Extract:
====================

If you use a head that was designed for a Boehm flute, it will have the parabol-ish taper, and this is rather incompatible with the diatonic flute with thick walls and classic tapered bore. Some of the intervals will be just bizarre. The upper harmonics may be unsupported, and this can give you a thin tone. The flute won’t sound anything like it did when it left Clementi’s shop.
If the bore is not the same diameter, you will be having a predictable change on certain intervals of the scale. It’s not at all about “restricting the airflow,” as though a great flow were fighting its way thru a bottleneck in plumbing. Instead, it’s about Rayleigh’s Rules of bore perturbations. Many of the classic flutes (and recorders) do well to have a sudden restriction at the lower end of the head. In this regard, some makers have a better understanding than others.
It sounds to me like you need a flutemaker who has samples of the different combinations for you to try out.
Walt
Thanks very much Walt. You understood my question perfectly. I can’t say I’ve heard of Rayleigh’s Rules before, but I think I get the idea. Anyway, I have sent the flute to LA to see if Jon C can address some tuning issues and will wait for his assessment. I appreciate your response and wish you a Happy Thanksgiving. Steve
I have an 1857 Metzler with a Hamilton head joint. Fantastic combination!
The original head joint seemed to be happiest at around A=456 or so, didn’t play well pulled far enough to get to A=440 so I commissioned Hammy to build me a longer head joint.
Now assertions like this always flummox me. If a new head is made with the same bore diameter as the original and the same size embouchure hole (cut affects tone quality and responsiveness but is not relevant to pitch/intonation, though the effective volume of the chimney can affect that) it cannot make any difference to scale tuning. The simple fact that the wood-covered part of the tuning slide is longer cannot possibly have any effect on intonation. The sounding length necessary to tune to 440 (or whatever) will be exactly the same, you just won’t have as much slide showing as with the original. If the original head can be tuned down to 440 within its design range there is (can be!) no advantage in terms of physics/acoustics in making a new head which is identical except in length.
Now, a different size embouchure will have some effect, and if the new one is smaller it will play flatter, needing a shorter sounding length, which might well improve the scale tuning if the SL is closer to the middle of the range the original tuning slide afforded. A larger new embouchure would play sharper overall and would require a longer SL for 440 than the original. If the flute in question is one from the era of English flute making where they shortened the heads to reach new, higher pitch standards, but didn’t shorten the scale length/revise the tuning (cf some of Terry McGee’s info on this topic), then a new, longer head might help, but only if the original runs out of safe slide extension sharp of the desired pitch.
I strongly suspect that any perceived improvements afforded by a new head in such contexts have little to do with length (which in all but a few cases is just a cosmetic matter) and plenty to do with better modern embouchure cutting, especially as many original antique ones are pretty ill-cut!

====================

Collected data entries
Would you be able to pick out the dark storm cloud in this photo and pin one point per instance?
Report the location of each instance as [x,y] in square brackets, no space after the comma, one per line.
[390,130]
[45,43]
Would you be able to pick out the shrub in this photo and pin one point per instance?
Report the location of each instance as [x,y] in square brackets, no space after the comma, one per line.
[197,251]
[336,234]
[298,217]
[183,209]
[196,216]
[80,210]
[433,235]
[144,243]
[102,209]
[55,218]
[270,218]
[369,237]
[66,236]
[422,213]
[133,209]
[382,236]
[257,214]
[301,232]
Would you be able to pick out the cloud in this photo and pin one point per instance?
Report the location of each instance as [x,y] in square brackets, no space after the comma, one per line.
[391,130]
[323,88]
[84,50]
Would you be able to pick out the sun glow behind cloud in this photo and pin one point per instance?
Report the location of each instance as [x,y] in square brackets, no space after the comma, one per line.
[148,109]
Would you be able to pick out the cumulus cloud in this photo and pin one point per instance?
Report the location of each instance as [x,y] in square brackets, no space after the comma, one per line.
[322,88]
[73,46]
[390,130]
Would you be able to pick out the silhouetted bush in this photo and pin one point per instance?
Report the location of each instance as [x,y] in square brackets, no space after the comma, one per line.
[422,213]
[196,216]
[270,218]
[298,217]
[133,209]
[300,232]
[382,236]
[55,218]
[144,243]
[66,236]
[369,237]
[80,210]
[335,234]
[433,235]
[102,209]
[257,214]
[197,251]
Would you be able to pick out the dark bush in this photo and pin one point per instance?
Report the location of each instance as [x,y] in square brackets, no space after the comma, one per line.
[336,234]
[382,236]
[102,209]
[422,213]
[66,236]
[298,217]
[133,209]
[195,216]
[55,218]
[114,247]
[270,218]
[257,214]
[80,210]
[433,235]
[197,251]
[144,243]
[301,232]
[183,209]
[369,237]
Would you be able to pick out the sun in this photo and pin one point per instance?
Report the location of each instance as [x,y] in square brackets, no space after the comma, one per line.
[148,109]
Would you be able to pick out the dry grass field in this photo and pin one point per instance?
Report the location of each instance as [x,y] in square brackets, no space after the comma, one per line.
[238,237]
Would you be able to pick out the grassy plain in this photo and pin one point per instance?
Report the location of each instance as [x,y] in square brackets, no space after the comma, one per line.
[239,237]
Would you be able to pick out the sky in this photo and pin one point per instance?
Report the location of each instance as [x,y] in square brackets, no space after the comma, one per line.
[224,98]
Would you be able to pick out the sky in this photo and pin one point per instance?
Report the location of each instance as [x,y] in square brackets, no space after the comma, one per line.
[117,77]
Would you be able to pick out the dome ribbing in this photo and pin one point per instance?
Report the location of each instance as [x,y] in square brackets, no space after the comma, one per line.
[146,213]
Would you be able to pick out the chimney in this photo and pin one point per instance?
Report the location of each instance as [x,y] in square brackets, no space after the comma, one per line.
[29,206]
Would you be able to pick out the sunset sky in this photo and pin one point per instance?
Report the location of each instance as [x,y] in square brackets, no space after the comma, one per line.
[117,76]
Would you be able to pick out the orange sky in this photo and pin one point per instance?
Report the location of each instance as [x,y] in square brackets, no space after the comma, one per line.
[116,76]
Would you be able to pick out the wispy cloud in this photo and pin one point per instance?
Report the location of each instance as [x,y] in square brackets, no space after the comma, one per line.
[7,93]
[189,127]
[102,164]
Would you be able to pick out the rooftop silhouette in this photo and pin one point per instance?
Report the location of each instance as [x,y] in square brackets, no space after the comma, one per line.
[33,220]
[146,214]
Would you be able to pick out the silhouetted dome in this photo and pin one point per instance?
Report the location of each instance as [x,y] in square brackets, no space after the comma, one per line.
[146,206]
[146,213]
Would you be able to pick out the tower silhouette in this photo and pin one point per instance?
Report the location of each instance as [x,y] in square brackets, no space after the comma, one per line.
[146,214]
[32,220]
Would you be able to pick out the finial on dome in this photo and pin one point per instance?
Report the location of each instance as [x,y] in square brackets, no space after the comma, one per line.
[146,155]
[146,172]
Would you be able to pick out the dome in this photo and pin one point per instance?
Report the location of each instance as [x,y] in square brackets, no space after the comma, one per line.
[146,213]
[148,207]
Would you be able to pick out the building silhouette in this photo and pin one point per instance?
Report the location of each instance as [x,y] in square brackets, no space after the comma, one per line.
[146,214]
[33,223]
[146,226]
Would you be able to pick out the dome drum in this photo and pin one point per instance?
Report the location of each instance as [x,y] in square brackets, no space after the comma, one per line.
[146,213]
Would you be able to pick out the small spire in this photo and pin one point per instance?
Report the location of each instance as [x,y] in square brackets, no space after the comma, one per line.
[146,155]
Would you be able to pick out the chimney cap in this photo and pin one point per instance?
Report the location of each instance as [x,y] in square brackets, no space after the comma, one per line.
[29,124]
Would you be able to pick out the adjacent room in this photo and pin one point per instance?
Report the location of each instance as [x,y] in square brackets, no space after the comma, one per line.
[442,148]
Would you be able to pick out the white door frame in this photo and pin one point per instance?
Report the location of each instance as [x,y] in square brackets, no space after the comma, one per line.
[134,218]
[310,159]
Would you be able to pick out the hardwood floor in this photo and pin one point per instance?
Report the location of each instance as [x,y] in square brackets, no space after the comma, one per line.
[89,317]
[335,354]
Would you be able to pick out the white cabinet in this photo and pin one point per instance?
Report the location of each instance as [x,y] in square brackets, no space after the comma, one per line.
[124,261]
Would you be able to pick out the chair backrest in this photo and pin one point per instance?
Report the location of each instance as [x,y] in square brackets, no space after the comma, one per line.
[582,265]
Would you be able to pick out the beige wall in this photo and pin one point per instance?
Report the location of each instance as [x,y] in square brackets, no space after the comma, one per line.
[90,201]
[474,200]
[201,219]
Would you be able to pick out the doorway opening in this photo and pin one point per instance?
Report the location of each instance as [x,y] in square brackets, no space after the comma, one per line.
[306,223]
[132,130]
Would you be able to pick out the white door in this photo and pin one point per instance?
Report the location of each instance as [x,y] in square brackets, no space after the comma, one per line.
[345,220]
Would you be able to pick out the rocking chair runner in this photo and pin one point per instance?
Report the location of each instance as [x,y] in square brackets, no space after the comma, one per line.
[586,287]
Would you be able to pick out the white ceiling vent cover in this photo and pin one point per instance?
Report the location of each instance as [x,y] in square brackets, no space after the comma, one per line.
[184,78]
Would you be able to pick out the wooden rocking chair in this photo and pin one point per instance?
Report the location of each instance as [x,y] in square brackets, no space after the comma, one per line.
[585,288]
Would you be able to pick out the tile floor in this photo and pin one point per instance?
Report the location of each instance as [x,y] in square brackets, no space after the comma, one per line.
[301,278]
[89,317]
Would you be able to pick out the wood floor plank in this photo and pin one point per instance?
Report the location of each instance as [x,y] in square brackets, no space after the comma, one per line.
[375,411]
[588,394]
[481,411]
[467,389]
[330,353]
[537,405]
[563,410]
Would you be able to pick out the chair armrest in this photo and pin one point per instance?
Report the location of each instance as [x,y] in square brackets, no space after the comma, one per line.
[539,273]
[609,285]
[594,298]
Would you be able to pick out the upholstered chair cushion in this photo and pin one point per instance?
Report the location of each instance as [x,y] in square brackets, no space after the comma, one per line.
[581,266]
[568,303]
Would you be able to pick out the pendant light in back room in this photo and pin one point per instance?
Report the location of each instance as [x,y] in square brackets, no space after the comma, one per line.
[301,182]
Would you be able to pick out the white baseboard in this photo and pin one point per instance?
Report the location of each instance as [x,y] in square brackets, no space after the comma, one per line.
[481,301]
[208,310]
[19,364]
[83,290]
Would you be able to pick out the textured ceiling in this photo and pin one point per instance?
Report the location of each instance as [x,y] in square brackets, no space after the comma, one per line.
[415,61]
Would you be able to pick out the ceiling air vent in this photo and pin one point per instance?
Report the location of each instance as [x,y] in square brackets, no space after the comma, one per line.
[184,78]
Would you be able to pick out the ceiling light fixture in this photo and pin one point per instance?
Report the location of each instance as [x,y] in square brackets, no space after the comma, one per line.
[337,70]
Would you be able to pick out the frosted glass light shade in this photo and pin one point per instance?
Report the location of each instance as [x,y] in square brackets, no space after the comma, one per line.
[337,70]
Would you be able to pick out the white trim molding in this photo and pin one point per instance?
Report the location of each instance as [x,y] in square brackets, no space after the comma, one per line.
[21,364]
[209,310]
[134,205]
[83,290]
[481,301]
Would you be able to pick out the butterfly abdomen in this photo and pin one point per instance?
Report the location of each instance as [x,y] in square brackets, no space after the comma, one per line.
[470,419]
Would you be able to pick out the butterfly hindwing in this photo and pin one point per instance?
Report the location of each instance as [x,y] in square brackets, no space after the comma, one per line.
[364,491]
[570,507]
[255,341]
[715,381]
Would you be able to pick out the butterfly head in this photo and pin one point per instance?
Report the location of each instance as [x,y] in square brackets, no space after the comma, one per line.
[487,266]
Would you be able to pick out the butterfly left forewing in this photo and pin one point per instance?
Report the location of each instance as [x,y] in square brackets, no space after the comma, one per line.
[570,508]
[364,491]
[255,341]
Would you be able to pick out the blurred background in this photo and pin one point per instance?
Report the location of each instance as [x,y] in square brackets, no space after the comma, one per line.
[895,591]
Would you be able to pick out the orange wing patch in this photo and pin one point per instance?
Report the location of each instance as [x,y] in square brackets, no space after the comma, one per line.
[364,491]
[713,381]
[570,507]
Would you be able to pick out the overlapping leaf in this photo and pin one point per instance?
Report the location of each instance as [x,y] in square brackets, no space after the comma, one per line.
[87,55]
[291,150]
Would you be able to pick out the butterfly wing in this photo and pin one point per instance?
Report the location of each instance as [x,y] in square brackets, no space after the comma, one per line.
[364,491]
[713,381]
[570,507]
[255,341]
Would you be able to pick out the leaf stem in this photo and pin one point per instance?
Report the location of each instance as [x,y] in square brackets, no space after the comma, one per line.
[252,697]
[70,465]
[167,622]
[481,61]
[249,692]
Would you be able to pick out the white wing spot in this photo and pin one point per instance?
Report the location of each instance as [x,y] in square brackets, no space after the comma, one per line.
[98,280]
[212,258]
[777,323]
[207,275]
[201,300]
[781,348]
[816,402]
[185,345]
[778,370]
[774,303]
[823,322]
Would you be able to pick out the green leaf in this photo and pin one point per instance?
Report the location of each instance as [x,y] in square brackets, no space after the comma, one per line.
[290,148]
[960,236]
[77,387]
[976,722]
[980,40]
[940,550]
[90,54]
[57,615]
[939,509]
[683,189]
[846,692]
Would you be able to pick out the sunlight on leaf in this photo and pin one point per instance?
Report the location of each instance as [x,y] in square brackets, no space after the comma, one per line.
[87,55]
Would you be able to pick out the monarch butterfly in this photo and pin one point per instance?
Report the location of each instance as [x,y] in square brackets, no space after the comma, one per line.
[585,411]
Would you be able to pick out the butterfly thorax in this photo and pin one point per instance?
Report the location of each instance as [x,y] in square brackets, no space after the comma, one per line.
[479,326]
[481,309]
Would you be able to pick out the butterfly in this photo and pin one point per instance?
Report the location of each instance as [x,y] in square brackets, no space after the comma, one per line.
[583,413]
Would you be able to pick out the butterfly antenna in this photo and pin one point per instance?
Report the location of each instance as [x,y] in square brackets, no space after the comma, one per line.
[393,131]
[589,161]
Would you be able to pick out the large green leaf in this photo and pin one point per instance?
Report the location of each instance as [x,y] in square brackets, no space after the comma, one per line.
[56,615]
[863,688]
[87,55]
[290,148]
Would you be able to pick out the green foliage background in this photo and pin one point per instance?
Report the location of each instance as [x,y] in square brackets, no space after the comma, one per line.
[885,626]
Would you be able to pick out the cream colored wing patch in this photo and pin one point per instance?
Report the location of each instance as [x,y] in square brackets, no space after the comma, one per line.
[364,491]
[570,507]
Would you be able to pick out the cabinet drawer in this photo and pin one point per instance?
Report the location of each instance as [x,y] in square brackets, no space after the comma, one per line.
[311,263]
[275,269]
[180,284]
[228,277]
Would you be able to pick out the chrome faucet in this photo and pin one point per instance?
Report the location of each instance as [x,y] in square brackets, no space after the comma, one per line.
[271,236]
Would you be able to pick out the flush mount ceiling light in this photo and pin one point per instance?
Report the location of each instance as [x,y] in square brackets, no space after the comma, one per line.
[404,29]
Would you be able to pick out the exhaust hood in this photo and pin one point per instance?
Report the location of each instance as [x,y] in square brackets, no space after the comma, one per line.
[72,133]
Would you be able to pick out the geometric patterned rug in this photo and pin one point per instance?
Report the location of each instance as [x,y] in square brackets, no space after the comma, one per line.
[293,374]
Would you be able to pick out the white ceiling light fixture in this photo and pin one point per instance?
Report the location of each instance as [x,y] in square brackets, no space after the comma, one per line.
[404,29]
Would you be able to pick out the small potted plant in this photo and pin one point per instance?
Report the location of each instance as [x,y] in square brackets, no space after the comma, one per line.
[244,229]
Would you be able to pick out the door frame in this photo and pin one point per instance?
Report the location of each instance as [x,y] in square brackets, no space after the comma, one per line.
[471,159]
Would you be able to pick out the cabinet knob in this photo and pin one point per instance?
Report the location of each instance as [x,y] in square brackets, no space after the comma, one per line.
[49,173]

====================

Exercise instructions:
**a.** In the flute discussion, at about what pitch did the original head joint of the 1857 Metzler seem to play best?
**b.** Find every line in the rows that contains the word "small".
The flute discussion and the rows have no connection to each other.

Responses:
**a.** Around A=456.

**b.**
Would you be able to pick out the small spire in this photo and pin one point per instance?
Would you be able to pick out the small potted plant in this photo and pin one point per instance?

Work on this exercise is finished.